Object point labels:
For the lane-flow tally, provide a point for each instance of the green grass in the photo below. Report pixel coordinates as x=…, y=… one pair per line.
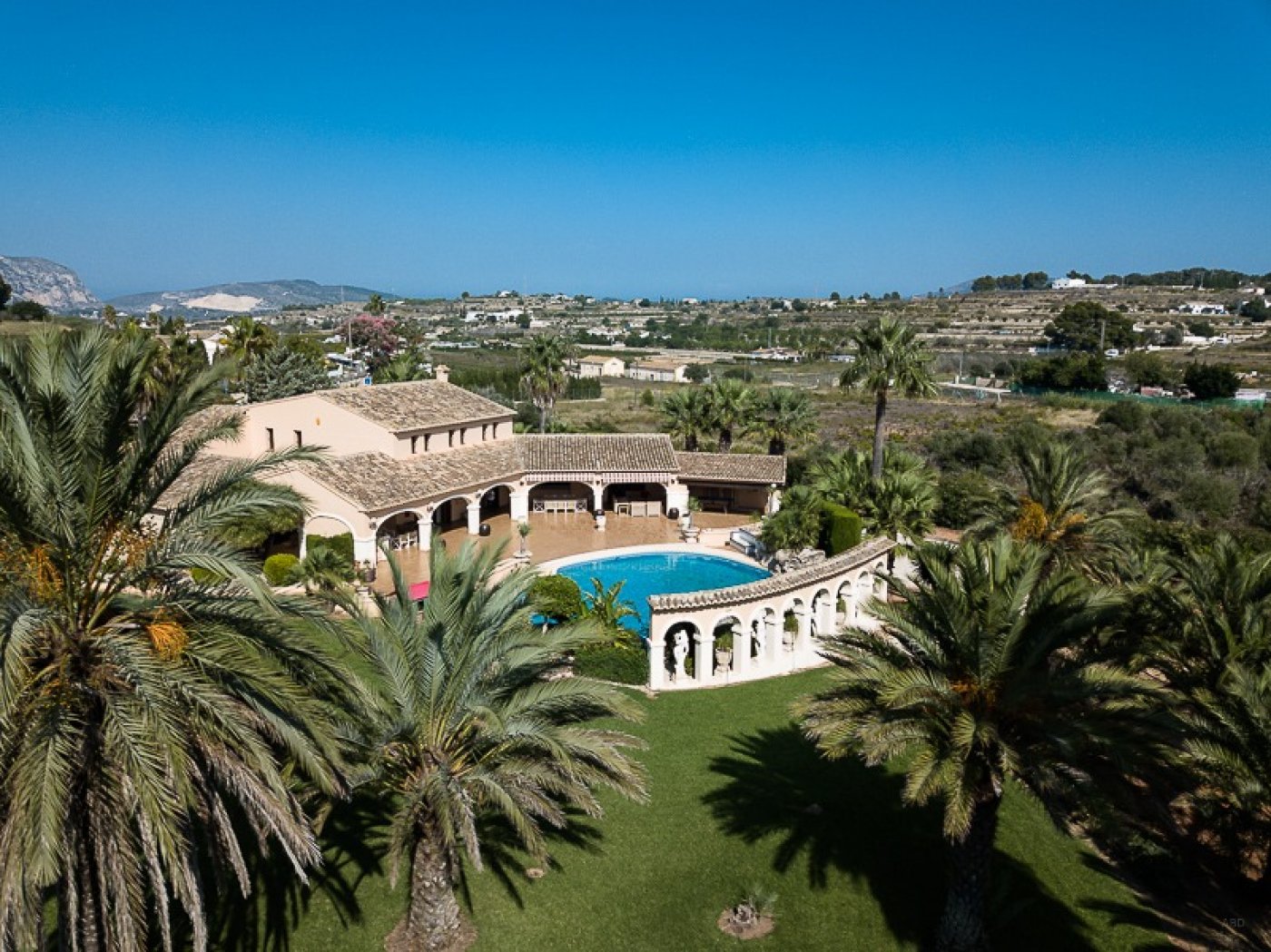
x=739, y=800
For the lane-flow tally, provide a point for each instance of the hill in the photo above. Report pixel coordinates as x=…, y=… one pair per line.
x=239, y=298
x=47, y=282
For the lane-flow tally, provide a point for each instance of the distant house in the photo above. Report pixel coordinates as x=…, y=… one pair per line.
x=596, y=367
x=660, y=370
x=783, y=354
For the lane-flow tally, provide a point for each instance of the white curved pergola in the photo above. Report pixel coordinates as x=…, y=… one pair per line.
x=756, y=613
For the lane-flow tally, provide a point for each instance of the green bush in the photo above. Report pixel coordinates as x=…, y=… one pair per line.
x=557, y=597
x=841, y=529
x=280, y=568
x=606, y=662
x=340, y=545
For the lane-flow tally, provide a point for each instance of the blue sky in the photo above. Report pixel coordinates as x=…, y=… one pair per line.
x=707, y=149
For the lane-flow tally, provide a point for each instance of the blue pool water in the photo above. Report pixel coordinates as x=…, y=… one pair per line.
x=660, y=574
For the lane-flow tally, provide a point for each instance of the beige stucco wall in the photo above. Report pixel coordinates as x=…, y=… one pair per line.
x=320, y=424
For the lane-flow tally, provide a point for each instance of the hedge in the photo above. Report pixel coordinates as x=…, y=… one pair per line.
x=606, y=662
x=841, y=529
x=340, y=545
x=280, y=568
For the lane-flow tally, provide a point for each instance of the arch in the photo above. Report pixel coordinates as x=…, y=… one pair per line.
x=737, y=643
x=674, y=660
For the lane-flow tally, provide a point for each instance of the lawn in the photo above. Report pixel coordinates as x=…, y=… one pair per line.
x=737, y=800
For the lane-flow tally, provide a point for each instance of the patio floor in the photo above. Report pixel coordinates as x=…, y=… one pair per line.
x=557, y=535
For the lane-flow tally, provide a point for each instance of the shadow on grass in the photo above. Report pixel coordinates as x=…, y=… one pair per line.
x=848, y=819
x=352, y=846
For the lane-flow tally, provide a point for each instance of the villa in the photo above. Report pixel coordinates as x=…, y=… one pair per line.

YOUR OBJECTIVE: Update the lines from the one containing "the green bush" through the one containing "x=352, y=846", inclusive, by changing "lane-flow tally" to "garden survey" and leaving all else unchanged.

SOLUTION TO THIS PROBLEM:
For the garden survey, provide a point for each instance of the green bush in the photo above. Report pixel coordinates as x=…, y=… one pair per line.
x=557, y=597
x=841, y=529
x=280, y=568
x=606, y=662
x=340, y=545
For the garden survey, provide a point for each instance of the blue sky in the photo above. Report pixel coordinates as x=…, y=… one pair per line.
x=707, y=149
For the garden survey, provide a point for each instance of the blue pool water in the photo above. Report pixel coordinates as x=…, y=… one pair per line.
x=660, y=574
For the garden survey, provide a point for each instance of the beige stucco wall in the photo above. Report pixel coordinates as x=…, y=… one pair per line.
x=320, y=424
For the garden survey, provide a point for each instance of the hedge in the photo above. Report pixel coordinates as x=…, y=… one pair per line.
x=606, y=662
x=841, y=529
x=340, y=545
x=280, y=568
For the garden survey, provide a point for each instance of the arch in the photo above. Report pixel coordinates as x=…, y=… one pair per line.
x=737, y=643
x=674, y=660
For the garden survey, provide a point for each instance of the lawn in the photo above. Report pixel coordinates as x=…, y=… one pair per line.
x=737, y=800
For the garden survey, provide a point for each instance of the patio floor in the photo above. Report pixel coordinates as x=…, y=… one pair per line.
x=557, y=535
For the garden survey, provide a point for each instance of the shadow on grass in the photo above. Report pixel coordinates as x=…, y=… one pair per line.
x=848, y=819
x=352, y=846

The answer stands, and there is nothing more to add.